> _The task_
Copy the data from the line that contains "For this drill the class indicates the steel" to its last line, exactly, including both of those lines and leaving out everything before.

Collected data:
+ + + + + + +

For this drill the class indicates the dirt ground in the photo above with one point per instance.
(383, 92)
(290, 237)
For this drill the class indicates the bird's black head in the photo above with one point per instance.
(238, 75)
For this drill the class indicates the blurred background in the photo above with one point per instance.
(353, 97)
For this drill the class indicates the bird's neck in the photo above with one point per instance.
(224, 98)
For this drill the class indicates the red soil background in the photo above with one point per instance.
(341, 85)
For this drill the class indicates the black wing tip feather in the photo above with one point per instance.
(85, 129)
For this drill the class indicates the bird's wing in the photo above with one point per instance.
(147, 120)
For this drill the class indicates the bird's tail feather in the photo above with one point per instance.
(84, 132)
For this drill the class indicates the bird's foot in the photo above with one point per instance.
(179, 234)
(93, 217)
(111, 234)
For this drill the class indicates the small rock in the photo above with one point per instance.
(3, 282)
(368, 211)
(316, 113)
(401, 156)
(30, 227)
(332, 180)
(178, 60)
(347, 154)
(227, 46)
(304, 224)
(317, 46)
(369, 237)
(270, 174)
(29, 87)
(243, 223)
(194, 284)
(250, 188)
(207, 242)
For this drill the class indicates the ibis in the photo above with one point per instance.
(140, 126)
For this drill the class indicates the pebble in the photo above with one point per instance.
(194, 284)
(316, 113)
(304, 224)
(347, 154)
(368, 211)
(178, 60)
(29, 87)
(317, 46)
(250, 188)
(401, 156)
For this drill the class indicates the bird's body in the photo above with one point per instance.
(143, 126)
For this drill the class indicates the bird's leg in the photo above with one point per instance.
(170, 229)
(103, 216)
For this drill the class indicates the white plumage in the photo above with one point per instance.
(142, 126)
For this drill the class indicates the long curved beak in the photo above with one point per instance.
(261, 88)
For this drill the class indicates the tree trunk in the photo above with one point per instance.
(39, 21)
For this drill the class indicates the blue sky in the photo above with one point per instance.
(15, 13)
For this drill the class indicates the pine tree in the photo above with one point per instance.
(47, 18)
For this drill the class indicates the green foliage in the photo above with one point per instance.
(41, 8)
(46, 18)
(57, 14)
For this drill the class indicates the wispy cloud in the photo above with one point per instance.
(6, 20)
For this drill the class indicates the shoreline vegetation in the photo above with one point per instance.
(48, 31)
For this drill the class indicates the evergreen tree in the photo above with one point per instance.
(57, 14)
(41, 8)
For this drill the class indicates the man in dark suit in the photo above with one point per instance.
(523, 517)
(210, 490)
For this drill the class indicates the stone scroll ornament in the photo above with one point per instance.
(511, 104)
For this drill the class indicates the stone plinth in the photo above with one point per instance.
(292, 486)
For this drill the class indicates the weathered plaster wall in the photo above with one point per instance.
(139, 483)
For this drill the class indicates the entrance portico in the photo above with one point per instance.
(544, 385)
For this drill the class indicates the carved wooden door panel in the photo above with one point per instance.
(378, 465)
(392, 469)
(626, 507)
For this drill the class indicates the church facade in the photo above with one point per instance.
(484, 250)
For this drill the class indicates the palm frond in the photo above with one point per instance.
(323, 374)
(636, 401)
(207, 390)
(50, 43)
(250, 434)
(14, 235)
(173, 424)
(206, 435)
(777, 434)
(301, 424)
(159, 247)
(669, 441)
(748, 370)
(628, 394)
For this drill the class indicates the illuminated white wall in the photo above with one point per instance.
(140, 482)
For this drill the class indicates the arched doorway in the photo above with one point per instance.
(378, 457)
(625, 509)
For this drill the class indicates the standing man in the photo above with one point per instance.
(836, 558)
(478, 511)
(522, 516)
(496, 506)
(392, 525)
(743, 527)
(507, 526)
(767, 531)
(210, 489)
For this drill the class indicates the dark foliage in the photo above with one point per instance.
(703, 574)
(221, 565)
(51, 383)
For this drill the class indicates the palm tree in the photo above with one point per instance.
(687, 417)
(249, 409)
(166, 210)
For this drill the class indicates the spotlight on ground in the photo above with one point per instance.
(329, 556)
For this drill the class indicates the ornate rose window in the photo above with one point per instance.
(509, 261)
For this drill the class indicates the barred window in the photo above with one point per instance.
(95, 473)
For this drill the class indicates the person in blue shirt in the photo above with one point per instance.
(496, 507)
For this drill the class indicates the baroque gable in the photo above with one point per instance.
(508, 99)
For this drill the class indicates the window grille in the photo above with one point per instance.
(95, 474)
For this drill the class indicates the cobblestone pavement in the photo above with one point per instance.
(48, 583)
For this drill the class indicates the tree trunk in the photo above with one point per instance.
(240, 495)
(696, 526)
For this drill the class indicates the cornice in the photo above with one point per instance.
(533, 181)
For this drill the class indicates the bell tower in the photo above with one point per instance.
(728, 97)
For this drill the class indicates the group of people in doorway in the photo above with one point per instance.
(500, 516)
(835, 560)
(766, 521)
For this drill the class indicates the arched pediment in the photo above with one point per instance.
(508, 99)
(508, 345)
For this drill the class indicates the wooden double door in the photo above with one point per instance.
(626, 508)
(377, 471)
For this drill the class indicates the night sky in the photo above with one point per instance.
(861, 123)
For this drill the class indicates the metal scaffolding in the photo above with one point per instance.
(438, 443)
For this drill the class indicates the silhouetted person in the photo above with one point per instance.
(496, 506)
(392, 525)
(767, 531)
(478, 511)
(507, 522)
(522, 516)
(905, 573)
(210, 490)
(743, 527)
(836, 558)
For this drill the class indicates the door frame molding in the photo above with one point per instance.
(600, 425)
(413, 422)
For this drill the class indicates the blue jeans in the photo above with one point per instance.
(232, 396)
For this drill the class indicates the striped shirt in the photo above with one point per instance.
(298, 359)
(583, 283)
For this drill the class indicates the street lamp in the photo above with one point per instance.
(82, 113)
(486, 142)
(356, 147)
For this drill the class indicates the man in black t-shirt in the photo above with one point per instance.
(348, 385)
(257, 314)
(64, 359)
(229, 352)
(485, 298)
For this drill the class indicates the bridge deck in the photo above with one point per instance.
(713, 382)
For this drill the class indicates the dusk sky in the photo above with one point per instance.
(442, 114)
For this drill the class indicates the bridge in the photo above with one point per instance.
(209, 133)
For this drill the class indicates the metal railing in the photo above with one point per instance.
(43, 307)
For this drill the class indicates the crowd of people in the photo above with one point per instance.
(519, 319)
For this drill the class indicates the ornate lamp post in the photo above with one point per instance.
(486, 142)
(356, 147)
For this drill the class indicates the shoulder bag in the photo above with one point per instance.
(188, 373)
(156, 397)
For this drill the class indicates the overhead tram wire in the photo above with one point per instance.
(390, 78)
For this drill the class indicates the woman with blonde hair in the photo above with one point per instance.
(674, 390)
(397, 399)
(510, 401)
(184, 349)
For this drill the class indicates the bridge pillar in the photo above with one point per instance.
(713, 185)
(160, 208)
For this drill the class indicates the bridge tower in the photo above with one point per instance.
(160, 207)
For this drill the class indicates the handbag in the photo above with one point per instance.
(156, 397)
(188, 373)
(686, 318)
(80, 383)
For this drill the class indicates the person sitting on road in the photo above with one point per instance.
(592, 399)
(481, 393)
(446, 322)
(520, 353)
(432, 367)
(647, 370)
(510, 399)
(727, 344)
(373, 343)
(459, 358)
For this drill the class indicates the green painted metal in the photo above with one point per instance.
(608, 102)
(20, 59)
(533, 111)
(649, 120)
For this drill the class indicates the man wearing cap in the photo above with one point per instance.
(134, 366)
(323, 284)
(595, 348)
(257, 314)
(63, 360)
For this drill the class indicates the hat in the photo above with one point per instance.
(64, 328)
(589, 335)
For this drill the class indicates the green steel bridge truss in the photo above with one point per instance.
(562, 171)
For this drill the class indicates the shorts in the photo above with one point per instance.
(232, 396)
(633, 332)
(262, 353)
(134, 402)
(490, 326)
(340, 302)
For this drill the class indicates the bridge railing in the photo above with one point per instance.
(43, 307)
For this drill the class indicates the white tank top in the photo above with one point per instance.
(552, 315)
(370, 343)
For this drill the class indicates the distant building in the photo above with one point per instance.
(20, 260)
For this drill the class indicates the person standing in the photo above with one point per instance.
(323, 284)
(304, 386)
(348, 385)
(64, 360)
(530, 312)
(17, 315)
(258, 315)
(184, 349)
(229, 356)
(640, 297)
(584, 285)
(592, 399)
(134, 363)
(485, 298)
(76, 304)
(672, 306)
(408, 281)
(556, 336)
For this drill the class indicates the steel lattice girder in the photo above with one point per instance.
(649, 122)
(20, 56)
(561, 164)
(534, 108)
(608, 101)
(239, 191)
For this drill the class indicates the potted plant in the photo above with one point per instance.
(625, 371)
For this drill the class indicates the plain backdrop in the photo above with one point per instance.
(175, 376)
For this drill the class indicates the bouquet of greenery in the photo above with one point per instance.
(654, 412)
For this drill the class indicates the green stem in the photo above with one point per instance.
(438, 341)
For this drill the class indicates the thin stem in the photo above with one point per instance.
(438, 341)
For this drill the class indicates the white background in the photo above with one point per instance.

+ + + + + + +

> _Output of the exercise_
For this drill the class indicates the steel lattice girder in the photo above with one point per instance.
(649, 122)
(20, 56)
(561, 164)
(534, 108)
(608, 101)
(239, 191)
For this drill the class indicates the potted plant in the photo above with one point per instance.
(625, 371)
For this drill the class indicates the plain backdrop in the photo above with one point per instance.
(175, 376)
For this drill the class indicates the bouquet of greenery in the photo above with one point per instance.
(654, 412)
For this drill the class indicates the green stem in the photo above with one point per instance.
(438, 341)
For this drill the class indicates the thin stem in the photo above with one point per instance.
(438, 341)
For this drill the class indicates the white background in the photo above with one point per instance.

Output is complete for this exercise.